▸ TASK DETAILS:
In the entries, find all lines that hold the word "white" and copy them.

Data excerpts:
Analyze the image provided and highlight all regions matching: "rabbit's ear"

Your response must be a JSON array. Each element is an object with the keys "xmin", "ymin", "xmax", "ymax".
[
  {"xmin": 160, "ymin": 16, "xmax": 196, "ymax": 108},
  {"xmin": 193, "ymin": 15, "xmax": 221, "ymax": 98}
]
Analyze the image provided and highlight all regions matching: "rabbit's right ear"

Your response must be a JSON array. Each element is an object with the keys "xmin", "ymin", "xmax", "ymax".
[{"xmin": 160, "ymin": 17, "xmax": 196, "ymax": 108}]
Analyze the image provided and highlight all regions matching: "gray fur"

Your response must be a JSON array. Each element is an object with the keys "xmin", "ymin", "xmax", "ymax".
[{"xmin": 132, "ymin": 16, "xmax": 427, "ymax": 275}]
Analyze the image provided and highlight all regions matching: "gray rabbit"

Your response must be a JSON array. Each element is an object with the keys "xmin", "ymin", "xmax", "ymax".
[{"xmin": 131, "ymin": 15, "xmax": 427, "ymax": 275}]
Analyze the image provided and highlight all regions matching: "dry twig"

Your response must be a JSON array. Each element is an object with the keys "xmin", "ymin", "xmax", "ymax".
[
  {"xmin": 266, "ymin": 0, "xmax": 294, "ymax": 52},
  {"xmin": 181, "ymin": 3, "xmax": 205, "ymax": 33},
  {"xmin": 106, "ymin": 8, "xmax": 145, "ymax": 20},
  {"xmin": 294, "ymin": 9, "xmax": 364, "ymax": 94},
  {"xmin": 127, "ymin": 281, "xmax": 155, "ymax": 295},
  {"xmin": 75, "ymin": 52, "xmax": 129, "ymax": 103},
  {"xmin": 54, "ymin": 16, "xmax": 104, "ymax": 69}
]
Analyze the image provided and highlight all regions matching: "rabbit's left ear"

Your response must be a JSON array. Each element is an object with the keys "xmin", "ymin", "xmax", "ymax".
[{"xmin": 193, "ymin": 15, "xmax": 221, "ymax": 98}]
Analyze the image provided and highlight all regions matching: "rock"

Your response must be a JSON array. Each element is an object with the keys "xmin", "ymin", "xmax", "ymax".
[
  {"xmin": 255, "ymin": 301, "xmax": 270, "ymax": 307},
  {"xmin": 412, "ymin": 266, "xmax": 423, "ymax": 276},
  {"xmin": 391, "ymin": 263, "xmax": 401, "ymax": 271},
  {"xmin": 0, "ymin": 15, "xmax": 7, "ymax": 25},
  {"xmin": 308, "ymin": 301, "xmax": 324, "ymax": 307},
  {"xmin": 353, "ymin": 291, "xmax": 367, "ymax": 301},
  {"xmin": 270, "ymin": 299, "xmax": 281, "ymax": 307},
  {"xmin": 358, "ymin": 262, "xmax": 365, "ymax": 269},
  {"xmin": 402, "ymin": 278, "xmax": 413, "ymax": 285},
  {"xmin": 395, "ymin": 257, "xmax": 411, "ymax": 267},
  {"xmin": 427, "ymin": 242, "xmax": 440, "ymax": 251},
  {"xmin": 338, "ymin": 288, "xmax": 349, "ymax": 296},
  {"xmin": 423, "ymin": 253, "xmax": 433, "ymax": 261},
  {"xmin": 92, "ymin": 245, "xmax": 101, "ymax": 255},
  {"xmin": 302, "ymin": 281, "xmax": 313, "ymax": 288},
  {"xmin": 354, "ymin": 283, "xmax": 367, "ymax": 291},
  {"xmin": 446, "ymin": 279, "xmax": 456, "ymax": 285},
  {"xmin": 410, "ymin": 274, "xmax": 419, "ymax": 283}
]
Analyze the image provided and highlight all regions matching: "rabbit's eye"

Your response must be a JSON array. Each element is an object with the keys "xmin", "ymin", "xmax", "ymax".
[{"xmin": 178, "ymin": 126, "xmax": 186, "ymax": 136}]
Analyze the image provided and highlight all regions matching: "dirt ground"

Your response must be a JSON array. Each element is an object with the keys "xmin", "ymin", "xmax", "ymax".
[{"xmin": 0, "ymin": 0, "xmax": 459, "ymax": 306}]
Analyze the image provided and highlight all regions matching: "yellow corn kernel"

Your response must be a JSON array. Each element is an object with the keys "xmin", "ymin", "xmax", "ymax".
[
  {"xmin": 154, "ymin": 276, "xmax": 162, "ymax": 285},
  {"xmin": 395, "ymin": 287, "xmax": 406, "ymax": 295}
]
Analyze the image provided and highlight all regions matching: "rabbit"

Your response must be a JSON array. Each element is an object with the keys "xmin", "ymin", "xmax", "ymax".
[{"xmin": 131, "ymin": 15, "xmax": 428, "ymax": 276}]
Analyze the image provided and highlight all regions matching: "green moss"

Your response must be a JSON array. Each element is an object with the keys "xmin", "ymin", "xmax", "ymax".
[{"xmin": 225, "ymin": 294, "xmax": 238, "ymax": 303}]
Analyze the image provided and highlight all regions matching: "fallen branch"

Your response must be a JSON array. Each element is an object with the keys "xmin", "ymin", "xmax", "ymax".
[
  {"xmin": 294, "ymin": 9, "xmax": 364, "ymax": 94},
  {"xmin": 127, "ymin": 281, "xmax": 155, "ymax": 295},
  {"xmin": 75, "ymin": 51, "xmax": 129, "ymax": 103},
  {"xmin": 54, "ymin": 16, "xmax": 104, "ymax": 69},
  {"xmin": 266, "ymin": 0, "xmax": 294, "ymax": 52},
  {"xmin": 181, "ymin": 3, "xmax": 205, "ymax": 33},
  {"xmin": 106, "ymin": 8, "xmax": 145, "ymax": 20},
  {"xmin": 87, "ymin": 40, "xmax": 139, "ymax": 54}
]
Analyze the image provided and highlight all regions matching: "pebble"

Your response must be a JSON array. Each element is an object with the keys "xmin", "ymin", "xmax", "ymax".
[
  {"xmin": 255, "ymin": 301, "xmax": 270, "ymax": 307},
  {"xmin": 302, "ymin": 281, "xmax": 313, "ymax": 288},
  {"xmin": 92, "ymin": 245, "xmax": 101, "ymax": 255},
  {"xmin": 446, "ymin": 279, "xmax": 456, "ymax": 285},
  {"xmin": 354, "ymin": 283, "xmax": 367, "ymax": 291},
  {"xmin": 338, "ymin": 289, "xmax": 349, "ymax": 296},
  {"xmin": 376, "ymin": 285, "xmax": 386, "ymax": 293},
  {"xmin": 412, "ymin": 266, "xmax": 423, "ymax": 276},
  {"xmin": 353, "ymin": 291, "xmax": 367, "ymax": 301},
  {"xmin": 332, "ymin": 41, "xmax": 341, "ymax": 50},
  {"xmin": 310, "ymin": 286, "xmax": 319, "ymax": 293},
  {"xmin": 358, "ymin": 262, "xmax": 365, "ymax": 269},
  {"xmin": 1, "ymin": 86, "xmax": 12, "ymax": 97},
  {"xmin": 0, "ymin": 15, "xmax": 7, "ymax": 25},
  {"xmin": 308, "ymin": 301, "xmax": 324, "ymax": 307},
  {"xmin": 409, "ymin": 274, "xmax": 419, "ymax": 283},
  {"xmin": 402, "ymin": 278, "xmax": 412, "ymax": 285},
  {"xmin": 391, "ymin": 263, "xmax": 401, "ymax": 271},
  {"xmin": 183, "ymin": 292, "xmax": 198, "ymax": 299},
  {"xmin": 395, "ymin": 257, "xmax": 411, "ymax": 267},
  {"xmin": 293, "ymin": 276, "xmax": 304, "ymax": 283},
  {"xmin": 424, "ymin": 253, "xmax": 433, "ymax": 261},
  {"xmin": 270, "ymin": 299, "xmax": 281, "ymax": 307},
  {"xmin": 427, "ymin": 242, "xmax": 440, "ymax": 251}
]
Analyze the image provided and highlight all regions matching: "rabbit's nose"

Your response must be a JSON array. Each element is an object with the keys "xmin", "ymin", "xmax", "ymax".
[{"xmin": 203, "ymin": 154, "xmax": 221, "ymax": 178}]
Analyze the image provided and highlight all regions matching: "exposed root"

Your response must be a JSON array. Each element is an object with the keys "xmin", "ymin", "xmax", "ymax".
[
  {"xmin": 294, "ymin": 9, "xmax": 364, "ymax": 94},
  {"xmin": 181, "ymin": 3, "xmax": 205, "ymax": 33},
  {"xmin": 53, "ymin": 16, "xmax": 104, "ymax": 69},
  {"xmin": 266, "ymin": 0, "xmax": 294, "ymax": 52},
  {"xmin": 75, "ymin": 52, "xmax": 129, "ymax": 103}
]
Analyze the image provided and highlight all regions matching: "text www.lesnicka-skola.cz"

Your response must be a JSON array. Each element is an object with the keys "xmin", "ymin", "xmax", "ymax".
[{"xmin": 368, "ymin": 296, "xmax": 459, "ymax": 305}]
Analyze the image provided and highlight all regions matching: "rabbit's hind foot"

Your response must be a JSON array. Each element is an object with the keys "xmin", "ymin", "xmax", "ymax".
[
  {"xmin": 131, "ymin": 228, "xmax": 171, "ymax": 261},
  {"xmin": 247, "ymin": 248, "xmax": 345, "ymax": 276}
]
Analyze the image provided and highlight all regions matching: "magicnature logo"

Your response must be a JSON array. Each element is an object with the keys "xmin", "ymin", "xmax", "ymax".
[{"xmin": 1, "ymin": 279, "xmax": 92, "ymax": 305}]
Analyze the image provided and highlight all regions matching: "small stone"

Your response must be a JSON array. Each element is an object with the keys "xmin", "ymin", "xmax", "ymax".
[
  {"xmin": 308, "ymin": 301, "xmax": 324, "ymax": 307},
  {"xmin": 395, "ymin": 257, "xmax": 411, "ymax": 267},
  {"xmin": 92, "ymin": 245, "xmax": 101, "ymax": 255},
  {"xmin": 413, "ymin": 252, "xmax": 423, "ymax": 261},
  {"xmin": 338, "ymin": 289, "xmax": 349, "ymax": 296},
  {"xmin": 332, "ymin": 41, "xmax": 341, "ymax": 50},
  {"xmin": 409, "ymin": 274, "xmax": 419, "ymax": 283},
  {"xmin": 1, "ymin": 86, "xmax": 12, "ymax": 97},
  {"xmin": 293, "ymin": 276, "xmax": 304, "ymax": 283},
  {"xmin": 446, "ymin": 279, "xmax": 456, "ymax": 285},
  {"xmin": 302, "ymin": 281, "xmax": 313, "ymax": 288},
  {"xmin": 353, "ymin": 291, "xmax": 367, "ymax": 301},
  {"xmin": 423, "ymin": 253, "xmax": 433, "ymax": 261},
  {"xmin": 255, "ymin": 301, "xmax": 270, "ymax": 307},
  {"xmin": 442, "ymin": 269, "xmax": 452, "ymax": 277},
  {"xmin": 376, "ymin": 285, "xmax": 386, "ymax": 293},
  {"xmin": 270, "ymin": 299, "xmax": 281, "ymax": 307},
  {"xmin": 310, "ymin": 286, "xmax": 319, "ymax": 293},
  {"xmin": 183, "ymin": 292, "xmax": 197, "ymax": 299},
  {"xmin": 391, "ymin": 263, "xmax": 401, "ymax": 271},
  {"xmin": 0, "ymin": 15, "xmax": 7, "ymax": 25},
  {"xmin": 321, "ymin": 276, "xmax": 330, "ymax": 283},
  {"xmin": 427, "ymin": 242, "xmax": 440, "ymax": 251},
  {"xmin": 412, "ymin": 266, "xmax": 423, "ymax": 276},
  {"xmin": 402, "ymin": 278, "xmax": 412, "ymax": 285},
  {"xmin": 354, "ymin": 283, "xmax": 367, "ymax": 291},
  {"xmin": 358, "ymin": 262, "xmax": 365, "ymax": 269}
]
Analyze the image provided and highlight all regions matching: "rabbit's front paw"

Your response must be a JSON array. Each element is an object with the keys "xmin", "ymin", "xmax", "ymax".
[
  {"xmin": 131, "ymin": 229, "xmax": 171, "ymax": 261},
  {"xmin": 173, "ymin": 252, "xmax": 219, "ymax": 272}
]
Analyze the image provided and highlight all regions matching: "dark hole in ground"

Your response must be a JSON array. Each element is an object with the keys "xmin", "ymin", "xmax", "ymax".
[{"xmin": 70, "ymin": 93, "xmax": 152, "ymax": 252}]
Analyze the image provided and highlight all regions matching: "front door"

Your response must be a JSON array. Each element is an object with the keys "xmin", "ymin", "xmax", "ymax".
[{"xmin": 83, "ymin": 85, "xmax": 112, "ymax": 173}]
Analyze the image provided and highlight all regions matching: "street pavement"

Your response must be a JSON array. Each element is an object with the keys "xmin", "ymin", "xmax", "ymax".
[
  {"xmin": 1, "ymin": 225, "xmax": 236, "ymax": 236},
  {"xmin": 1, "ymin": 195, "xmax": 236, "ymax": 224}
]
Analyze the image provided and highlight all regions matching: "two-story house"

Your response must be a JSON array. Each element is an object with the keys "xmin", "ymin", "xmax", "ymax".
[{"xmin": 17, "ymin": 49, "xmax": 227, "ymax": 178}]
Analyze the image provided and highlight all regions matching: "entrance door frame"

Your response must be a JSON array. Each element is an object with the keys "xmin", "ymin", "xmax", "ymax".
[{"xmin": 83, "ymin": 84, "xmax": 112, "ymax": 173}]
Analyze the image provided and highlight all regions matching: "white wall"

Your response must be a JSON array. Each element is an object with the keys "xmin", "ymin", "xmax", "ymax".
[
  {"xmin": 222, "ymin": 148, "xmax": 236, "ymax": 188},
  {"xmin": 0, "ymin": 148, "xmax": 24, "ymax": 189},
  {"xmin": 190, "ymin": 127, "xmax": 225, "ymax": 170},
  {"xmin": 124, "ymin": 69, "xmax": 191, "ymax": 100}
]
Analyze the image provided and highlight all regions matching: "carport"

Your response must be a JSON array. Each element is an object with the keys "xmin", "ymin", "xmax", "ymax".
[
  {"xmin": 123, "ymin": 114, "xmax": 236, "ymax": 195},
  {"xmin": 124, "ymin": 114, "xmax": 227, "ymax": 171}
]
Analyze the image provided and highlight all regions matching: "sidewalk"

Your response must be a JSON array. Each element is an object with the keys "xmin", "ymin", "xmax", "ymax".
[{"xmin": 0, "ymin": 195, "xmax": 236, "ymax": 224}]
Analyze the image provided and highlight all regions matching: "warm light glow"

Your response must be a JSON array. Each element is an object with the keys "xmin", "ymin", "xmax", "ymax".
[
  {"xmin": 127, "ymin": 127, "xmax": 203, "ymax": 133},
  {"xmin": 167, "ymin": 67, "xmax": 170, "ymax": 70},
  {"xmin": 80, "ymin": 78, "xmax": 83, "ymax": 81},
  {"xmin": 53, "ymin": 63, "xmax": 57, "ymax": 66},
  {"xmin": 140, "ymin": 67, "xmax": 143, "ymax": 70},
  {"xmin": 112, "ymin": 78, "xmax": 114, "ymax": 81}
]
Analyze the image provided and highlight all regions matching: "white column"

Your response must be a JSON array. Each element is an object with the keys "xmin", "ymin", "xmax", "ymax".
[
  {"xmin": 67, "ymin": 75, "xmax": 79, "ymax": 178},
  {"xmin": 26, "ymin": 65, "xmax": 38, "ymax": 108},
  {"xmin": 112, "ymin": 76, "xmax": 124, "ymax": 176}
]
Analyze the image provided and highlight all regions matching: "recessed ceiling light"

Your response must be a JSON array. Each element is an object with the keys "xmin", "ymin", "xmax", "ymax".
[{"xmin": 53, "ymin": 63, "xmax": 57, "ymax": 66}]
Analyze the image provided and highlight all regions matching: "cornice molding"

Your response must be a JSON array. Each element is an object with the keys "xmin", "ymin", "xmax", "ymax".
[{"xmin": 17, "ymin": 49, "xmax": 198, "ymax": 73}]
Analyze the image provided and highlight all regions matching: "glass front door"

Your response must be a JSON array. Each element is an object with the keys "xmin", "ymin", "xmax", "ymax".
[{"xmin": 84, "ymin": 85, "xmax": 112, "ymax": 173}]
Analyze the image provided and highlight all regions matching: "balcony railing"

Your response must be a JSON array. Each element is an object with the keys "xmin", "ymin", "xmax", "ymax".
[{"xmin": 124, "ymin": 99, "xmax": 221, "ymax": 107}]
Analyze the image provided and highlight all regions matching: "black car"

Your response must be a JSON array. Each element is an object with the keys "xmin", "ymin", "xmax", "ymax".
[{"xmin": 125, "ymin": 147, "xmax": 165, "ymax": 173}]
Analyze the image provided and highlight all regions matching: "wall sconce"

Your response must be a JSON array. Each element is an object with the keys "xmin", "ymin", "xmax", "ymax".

▸ TASK OUTPUT:
Analyze the image provided and highlight all regions matching: "white wall"
Analyze the image provided and highlight all regions matching: "white column"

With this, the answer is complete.